* **GIVEN PROBLEM A**
Write out everything in the page on the UK's problems from "Unbalanced and undemocratic union" down to "a common theme.", replacing "undemocratic" with "unrepresentative".

* **PAGE**
┏━━

The problem with UK

Unbalanced and undemocratic union
UK unbalanced and undemocratic

The problem seems to be about decision-making

Whether it’s the lack of regional decision-making, the lack of Scottish, Welsh and Northern Irish input into UK’s decision-making or the way UK sees itself in relation to EU decision-making, there certainly seems to be a common theme.

Relative to these issues, there are other aspects of the UK political system that present as problems, such as the absence of a written constitution, the existence of the House of Lords, and the dominance of only two political parties.

Regional Inequality

The UK ranks as one of the worse – by a long way – Western countries for regional inequality. And while the idea of being left behind and ignored is common to communities in many democracies around the world, the actual quantifiable differences like general funding, transport funding, average GDP underline this massive problem.

A chart showing the differences in average GDP per person of the poorest and richest regions in selected countries.

A chart showing the differences in average GDP per person of the poorest and richest regions in selected countries.

As you can see, already in 2000, Britain had the largest disparity by far. Fifteen years later, it was wider still. Of course, if we consider that it’s London as the richest region we would expect the increase in wealth to have happened so much there, with the increase in property prices demanding that this region’s residents are wealthier. But this is the problem: With no regional capital cities, London will always be a wealth magnet leaving everywhere else in England, especially, struggling.

So let’s take a look at cities in general, not just two regions per country. This graphic from IPPR North compares the relative economic performances of the major cities in a selection of countries.

┗━━

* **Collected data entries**
┏━━

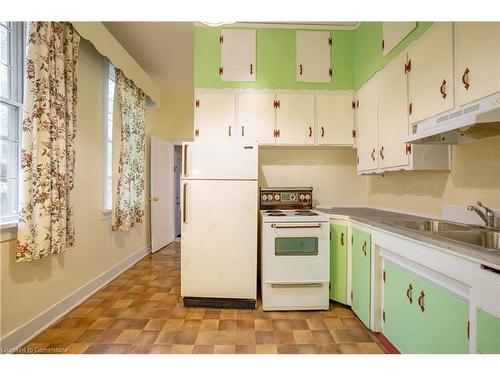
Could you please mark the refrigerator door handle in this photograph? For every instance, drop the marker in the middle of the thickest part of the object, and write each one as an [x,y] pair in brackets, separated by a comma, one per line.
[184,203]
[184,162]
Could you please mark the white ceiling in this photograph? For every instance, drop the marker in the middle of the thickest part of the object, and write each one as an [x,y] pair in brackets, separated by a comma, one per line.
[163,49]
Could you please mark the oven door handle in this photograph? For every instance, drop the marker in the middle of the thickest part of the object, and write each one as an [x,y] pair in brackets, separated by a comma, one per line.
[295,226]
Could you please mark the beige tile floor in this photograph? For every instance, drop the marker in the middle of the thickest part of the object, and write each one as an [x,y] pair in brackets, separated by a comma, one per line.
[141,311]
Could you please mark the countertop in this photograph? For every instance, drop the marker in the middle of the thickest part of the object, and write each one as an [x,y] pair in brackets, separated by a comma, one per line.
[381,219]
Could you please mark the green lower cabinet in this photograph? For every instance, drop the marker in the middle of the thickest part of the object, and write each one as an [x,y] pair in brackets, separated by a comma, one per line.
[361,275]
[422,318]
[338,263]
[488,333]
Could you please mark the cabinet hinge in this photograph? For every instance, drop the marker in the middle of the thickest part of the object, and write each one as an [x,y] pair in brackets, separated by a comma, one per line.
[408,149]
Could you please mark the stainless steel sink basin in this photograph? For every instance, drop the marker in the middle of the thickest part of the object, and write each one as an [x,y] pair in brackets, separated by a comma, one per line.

┗━━

* **GIVEN PROBLEM B**
How many lines of the entries contain the word "handle"? Give only the number.

* **FULL ANSWER A**
Unbalanced and unrepresentative union
UK unbalanced and unrepresentative

The problem seems to be about decision-making

Whether it’s the lack of regional decision-making, the lack of Scottish, Welsh and Northern Irish input into UK’s decision-making or the way UK sees itself in relation to EU decision-making, there certainly seems to be a common theme.

* **FULL ANSWER B**
2